TASK INPUTS:

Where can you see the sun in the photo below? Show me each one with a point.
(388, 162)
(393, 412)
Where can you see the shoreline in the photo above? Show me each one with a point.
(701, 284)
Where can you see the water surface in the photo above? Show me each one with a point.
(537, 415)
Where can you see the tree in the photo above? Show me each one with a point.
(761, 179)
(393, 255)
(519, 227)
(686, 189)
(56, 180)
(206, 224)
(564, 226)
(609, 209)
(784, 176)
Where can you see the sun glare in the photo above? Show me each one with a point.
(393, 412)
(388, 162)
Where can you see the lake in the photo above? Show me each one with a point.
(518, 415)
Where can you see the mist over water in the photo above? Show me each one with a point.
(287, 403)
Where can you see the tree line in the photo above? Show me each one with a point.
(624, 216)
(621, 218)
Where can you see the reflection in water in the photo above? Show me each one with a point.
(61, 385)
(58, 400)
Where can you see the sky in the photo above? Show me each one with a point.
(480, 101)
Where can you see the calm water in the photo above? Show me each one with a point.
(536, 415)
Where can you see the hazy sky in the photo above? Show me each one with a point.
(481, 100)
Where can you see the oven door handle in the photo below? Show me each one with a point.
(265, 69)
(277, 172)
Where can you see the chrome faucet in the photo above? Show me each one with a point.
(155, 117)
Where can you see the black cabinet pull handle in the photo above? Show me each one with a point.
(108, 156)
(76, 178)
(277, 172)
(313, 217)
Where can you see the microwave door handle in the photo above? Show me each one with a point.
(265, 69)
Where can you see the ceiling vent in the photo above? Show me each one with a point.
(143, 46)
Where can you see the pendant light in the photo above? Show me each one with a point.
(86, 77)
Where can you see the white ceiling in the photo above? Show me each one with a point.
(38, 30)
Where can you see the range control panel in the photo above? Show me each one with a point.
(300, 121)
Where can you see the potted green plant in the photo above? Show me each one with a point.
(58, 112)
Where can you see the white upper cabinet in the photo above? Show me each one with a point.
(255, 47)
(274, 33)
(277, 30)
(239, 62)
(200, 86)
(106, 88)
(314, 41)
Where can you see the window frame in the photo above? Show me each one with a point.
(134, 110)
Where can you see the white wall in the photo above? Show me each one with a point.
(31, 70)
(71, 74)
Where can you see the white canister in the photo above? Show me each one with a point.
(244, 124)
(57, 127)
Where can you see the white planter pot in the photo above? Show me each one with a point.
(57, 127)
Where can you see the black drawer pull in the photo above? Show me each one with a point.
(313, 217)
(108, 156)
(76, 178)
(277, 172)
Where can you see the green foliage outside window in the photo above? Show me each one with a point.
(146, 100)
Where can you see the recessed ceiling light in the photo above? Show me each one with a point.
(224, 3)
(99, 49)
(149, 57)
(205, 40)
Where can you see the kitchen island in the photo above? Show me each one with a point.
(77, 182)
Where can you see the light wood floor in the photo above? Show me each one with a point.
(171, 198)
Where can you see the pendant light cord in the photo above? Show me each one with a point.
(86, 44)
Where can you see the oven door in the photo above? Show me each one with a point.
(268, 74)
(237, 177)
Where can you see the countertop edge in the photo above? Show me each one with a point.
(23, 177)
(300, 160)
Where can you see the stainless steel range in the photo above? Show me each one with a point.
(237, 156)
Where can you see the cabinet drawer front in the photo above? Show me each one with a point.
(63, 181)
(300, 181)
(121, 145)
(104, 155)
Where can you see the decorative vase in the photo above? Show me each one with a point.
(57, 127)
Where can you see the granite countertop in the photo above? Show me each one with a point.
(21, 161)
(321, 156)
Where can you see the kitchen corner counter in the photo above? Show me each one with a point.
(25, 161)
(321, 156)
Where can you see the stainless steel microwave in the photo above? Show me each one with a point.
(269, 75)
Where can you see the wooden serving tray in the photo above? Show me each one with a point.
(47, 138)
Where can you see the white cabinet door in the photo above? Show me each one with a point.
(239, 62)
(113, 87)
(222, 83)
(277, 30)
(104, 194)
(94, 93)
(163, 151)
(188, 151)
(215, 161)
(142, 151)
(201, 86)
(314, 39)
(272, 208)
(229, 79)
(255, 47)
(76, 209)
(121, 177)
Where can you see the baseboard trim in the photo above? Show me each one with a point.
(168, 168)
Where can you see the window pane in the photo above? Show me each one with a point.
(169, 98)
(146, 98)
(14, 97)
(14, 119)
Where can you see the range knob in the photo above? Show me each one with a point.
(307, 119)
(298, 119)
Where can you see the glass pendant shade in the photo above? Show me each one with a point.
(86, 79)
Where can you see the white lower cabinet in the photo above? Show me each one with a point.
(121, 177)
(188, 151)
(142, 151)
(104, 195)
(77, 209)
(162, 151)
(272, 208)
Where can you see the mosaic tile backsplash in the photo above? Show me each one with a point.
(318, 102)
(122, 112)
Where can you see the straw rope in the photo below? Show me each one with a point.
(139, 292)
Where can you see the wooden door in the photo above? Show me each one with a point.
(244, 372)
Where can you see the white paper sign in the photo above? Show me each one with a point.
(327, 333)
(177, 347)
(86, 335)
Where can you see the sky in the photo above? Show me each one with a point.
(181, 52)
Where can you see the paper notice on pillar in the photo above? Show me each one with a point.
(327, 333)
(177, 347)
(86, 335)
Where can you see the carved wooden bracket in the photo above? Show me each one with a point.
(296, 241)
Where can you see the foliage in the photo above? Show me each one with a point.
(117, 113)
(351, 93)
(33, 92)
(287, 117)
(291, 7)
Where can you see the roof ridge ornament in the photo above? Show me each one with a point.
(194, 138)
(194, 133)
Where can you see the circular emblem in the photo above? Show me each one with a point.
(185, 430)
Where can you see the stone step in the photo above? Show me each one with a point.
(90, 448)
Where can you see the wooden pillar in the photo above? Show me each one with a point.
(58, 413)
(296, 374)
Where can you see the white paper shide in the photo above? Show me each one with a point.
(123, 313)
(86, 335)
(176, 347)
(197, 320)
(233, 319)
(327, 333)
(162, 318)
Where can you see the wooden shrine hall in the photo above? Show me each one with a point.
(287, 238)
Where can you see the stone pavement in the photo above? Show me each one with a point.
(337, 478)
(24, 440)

--

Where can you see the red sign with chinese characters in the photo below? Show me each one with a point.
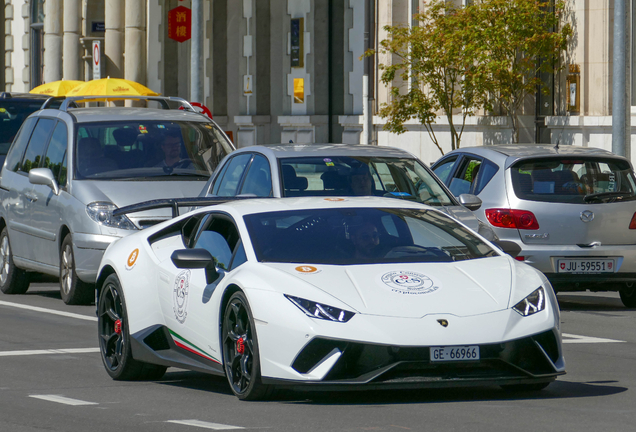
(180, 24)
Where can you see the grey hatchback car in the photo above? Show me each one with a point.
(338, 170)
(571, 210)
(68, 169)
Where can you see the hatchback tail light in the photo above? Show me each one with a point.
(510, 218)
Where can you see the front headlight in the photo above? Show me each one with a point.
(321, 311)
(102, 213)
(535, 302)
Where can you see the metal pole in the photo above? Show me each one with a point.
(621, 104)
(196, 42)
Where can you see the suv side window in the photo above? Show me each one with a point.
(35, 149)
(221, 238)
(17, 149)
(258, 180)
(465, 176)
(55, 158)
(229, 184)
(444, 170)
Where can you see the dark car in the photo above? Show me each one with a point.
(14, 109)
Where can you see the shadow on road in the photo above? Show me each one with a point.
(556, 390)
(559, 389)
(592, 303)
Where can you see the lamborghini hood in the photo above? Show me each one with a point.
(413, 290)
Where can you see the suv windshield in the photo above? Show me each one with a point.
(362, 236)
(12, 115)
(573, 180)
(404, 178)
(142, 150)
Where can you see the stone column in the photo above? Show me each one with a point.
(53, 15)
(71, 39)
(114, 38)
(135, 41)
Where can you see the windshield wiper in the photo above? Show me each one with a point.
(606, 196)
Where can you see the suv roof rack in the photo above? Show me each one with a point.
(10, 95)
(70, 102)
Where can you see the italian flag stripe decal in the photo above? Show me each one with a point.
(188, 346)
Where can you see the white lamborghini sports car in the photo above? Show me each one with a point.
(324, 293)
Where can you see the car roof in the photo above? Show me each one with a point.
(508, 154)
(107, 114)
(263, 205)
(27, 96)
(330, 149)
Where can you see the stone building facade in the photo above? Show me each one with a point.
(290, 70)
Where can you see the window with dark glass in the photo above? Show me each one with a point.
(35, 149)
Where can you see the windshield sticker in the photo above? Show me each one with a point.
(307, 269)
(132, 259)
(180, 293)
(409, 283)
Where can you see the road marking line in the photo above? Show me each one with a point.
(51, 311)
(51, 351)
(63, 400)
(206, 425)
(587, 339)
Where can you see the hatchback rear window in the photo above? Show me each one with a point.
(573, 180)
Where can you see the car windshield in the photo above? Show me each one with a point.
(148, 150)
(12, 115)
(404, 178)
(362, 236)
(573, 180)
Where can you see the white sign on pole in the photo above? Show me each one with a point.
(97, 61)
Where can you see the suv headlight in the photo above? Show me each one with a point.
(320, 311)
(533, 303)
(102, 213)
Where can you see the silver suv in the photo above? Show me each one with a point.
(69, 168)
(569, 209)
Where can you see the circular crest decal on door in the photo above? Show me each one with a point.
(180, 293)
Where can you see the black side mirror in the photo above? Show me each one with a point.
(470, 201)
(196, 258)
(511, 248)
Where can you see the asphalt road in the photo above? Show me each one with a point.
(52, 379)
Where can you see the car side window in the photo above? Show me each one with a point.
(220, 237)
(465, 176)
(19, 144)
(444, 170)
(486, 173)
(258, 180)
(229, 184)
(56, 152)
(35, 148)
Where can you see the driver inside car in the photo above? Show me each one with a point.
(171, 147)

DIRECTIONS FOR THIS TASK: From the data above, copy out every line that contains the word "sign".

SOLUTION FOR THIS TASK:
Where can you see the white paper sign in the photo above? Show me each one with a point.
Where can you see the red sign with chinese characters in the photo below? Show me each one with a point.
Where can you see the white sign on pole in the photo above? Show me each one with a point.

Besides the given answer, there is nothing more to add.